What you are asked to do –
What is needed is an exact copy of every entry.

Data for analysis –
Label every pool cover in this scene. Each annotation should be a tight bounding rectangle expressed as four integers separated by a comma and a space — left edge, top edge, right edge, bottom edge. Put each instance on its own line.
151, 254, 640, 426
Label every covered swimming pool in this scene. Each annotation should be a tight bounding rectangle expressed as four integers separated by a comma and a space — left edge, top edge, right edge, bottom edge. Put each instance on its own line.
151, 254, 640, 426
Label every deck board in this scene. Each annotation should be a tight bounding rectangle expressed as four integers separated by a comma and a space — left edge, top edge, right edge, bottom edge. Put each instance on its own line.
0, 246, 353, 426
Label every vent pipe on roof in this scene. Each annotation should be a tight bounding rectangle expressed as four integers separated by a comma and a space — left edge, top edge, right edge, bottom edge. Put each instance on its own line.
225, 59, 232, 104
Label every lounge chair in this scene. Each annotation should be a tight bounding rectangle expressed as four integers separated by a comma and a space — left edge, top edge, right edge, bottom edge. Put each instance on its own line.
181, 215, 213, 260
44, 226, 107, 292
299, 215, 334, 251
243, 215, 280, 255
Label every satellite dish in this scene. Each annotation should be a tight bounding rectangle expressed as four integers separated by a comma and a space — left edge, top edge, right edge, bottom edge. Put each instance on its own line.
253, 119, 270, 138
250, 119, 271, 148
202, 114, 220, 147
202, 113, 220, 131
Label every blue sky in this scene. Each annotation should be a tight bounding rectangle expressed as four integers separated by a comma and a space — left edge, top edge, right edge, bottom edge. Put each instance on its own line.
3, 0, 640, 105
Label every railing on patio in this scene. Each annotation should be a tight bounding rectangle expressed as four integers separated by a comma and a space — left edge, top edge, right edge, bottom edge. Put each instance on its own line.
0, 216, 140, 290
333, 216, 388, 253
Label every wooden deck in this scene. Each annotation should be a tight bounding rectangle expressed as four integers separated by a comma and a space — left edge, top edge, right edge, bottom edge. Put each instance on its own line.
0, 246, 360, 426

Exercise output –
Label every pool cover in this scene. Each annotation should be a tight bounding rectangle expressed as four integers separated by a comma and a space — left edge, top edge, right edge, bottom edge. Put each instance on its own line.
151, 254, 640, 426
Label every covered swimming pool in this scene. Each annotation should be a tight bounding rectangle expressed as four integers separated by a comma and a space — left edge, top edge, right edge, bottom edge. Put each instance on its own line.
151, 254, 640, 426
Label every deck board in this scene. Each annotation should be a tight bounding rectangle expressed as four integers separated by a comma and a space — left edge, top edge, right edge, bottom edge. Put each instance on its own line.
0, 246, 353, 426
Label every vent pipe on roof in this scene. Each annotation should be a tight bounding rectangle expressed as four integers separated by a comma and a space — left edge, top edge, right edge, bottom edge. Put each instance on its own line.
225, 59, 232, 104
Label every lounge chair in this scene. Each annotation should be a tight bounding rectangle expressed as four integers separated by a comma and a space — left edge, top edge, right edge, bottom edge. Put each instance on its own line.
181, 215, 213, 260
44, 226, 107, 292
299, 215, 334, 251
243, 215, 280, 255
Label every satellite dish in this scene. Each annotation should be a tight bounding rectangle expressed as four integers separated by a comma and a space — left edge, top edge, right edge, bottom edge. Put each instance on its own line.
253, 119, 270, 138
250, 119, 271, 148
202, 114, 220, 147
202, 113, 220, 131
Label every blue sky in this scene. Each annotation should be a tight bounding rectangle expressed as four integers separated by a comma and a space — left edge, top edge, right edge, bottom edge. Put each instance on its own line.
3, 0, 640, 105
Label every railing on patio in this scene. Each annotation should be a tight bounding rectangle expressed as four integers separated by a comma and a space — left edge, top edge, right edge, bottom edge. Put each instance on its own line.
0, 216, 140, 290
333, 216, 388, 253
Label every wooden deck in this scene. Each annotation should be a tight bounding rectangle expressed as four integers separated by a comma and a space — left edge, top edge, right edge, bottom edge. Put each instance on its own line.
0, 246, 360, 426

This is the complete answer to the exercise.